Natural-language object grounding data:
-- Opening Marker --

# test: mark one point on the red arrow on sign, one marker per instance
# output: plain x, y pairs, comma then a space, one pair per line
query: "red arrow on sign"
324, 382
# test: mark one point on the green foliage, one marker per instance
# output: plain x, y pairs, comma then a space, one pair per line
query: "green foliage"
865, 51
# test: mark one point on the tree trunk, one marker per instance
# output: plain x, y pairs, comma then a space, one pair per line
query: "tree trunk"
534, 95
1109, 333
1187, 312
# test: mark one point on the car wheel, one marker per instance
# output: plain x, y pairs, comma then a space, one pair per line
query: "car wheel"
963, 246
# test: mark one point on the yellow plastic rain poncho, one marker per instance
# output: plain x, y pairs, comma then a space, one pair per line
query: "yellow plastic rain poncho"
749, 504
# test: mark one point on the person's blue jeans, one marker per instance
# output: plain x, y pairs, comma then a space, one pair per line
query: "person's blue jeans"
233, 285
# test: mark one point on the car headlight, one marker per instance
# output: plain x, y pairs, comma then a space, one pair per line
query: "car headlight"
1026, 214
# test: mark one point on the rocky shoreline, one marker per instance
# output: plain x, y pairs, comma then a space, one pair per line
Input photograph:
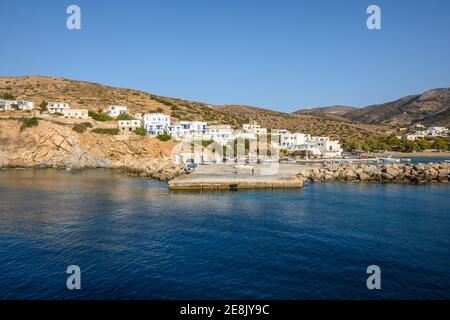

-- Closing Marker --

» Task goal
What lines above hold the word "point"? List them all.

» Problem solution
# test: mark one point on the red arrow on sign, one marker per instance
# test: mark one point on the green foliage, one marker per instance
# test: mark one point on the tree trunk, one marker per instance
# test: mark one point on the car wheel, one marker per instance
# test: mark one point on the yellow plastic rain poncho, one marker per instance
# test: mark one point on the person's blue jeans, one marker per instance
# test: mark one point on the car headlight, one marker per instance
# test: mark one point on the rocky shoreline, one marker per instance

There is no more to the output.